RAW RECORDS:
<<<<

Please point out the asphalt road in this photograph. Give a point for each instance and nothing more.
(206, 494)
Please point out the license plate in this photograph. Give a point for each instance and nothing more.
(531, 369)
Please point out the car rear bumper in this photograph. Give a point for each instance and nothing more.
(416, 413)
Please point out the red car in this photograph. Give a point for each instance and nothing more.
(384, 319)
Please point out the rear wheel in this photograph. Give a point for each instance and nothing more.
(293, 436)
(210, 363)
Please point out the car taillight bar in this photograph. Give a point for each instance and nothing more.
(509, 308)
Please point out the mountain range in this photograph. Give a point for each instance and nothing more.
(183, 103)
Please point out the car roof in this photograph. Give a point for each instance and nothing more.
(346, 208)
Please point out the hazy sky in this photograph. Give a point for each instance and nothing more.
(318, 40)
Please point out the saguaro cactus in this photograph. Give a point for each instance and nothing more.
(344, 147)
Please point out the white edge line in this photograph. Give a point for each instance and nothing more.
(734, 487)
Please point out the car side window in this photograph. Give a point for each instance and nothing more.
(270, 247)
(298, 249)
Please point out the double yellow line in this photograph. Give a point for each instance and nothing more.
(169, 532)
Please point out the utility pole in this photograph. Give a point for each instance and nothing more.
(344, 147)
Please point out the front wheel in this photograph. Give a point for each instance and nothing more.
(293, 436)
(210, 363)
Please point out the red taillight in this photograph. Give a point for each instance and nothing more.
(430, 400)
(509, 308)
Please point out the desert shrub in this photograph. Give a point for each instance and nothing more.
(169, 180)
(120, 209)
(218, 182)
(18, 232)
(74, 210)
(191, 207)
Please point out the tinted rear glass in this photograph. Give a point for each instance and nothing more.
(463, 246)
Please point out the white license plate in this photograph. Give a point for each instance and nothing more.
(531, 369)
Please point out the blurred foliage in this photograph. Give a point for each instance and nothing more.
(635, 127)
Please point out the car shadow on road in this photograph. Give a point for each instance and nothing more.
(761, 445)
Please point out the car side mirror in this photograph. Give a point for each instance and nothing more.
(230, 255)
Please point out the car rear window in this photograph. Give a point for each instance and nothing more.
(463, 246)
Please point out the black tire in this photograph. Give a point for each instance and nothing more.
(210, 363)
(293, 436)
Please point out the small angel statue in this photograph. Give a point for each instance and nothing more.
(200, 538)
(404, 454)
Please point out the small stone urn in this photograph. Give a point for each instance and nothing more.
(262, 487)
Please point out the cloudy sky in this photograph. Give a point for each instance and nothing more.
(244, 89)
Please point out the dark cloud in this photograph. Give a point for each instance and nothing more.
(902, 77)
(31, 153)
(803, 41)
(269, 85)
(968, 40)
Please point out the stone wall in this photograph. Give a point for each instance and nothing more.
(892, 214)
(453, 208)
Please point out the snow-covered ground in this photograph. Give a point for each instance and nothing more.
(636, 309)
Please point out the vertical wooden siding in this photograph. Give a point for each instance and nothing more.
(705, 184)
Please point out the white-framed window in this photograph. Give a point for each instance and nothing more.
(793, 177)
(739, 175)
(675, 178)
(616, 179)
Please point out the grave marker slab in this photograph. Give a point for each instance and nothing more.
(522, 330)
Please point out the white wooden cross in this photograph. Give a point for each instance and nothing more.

>>>>

THE TASK: Repeat every entry exactly as written above.

WORKED ANSWER:
Please point out the asphalt road in this photograph. Give a point for each instance and nothing more.
(206, 494)
Please point out the license plate in this photograph. Give a point for each instance and nothing more.
(531, 369)
Please point out the car rear bumper in this photograph. Give a point for each instance and nothing more.
(416, 413)
Please point out the red car in this photograph. Give a point for each instance and nothing more.
(384, 319)
Please point out the rear wheel in this photograph. Give a point for each instance and nothing more.
(293, 436)
(210, 363)
Please point out the car taillight bar in this photograph. Give a point for each instance and nothing more.
(509, 308)
Please point out the mountain range in this photograph. Give a point for each instance and nothing more.
(183, 103)
Please point out the car roof in this photograph. Give a point for each instance and nothing more.
(346, 208)
Please point out the hazy sky in this photograph. Give a point for each instance and nothing more.
(318, 40)
Please point out the saguaro cactus in this photograph. Give a point for each instance and nothing more.
(344, 147)
Please point out the white edge line in this photograph. Give a point for each instance and nothing more.
(734, 487)
Please point out the car side window in this photograph. Give a point for each instance and nothing more.
(270, 247)
(298, 249)
Please point out the double yellow line in this photograph. Give a point for each instance and nothing more.
(169, 532)
Please point out the utility pole in this photograph. Give a point for each instance and nothing more.
(344, 147)
Please point out the front wheel in this photograph. Give a point for each instance and nothing more.
(293, 436)
(210, 363)
Please point out the red taillight in this photograph. Give a point for each instance and nothing more.
(430, 400)
(509, 308)
Please point out the desert shrub in this photograph. Give a point for each instance and nothing more.
(169, 180)
(120, 209)
(218, 182)
(18, 232)
(74, 210)
(191, 207)
Please point out the tinted rear glass in this photograph. Give a point for each instance and nothing more.
(463, 246)
Please point out the white license plate in this photograph. Give a point for each instance and nothing more.
(531, 369)
Please point out the blurred foliage in this photograph. Give a point for each instance and nothing more.
(635, 127)
Please point out the car shadow on road in this photograph. Give a point for each instance and nothing more.
(761, 445)
Please point out the car side mirror in this photograph. Give a point for each instance and nothing more.
(230, 255)
Please point out the car rear window in this photograph. Give a point for each instance and nothing more.
(463, 246)
Please point out the black tire in this photograph. Give a point for each instance and nothing more.
(210, 363)
(293, 436)
Please point out the small angel statue in this photograph. Give a point for each instance and nothing more.
(200, 538)
(404, 454)
Please point out the small stone urn in this photograph. Give a point for each instance and nothing more.
(262, 487)
Please point out the cloudy sky in this photograph. Give a point for each instance and nothing more.
(244, 89)
Please point out the dark cloud in this photograph. Give a point for each instance and nothing more.
(902, 77)
(31, 153)
(803, 41)
(269, 85)
(968, 40)
Please point out the stone wall in this photograph. Give a point for each instance and nothing more.
(892, 214)
(453, 208)
Please point out the snow-covered ground in this photograph. Give a point for each instance and nothing more.
(636, 309)
Please point out the vertical wooden siding in this photograph. Give a point for each instance and nothing more.
(705, 184)
Please point out the white-framed window in this photograph. Give a point for each instance and nothing more.
(793, 177)
(739, 175)
(675, 178)
(616, 179)
Please point out the grave marker slab in this photograph. Give a point for each instance and nothing more.
(522, 330)
Please point out the white wooden cross in this photograph. Give a point for each instance and nothing more.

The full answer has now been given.